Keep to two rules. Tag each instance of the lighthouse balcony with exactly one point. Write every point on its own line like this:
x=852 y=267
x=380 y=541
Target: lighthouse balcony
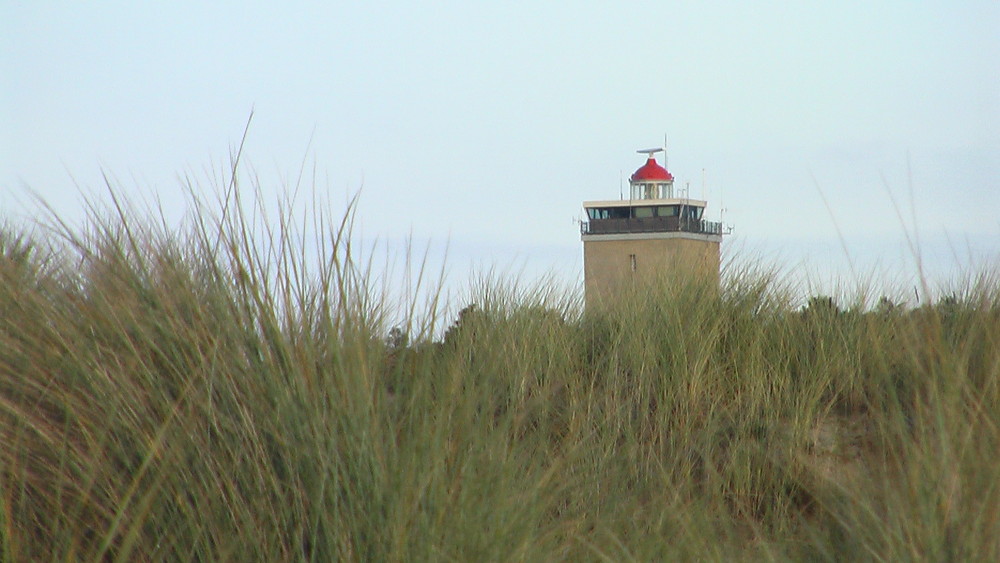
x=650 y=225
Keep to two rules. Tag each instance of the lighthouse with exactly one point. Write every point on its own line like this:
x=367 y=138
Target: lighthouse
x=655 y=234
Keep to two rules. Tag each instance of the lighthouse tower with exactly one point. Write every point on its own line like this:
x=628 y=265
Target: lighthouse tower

---

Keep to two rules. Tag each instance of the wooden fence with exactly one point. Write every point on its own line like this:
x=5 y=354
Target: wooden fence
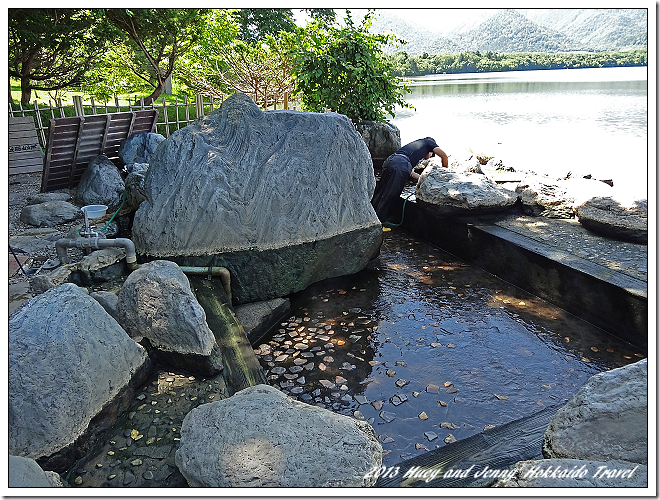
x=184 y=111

--

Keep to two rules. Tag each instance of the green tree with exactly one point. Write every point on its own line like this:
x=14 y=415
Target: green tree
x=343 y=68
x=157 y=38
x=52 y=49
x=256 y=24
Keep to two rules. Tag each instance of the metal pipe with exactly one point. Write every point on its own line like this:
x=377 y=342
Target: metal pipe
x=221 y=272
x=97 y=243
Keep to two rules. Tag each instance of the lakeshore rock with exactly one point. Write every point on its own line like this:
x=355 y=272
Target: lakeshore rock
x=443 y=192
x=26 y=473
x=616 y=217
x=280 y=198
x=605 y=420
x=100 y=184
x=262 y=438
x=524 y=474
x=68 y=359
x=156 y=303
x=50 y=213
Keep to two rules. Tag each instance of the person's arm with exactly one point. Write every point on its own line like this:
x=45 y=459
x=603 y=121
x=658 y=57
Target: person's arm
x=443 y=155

TRY IT:
Note how many lines of the records contain the string "tower", and give that number with nothing added.

ANSWER TO THE EXERCISE:
2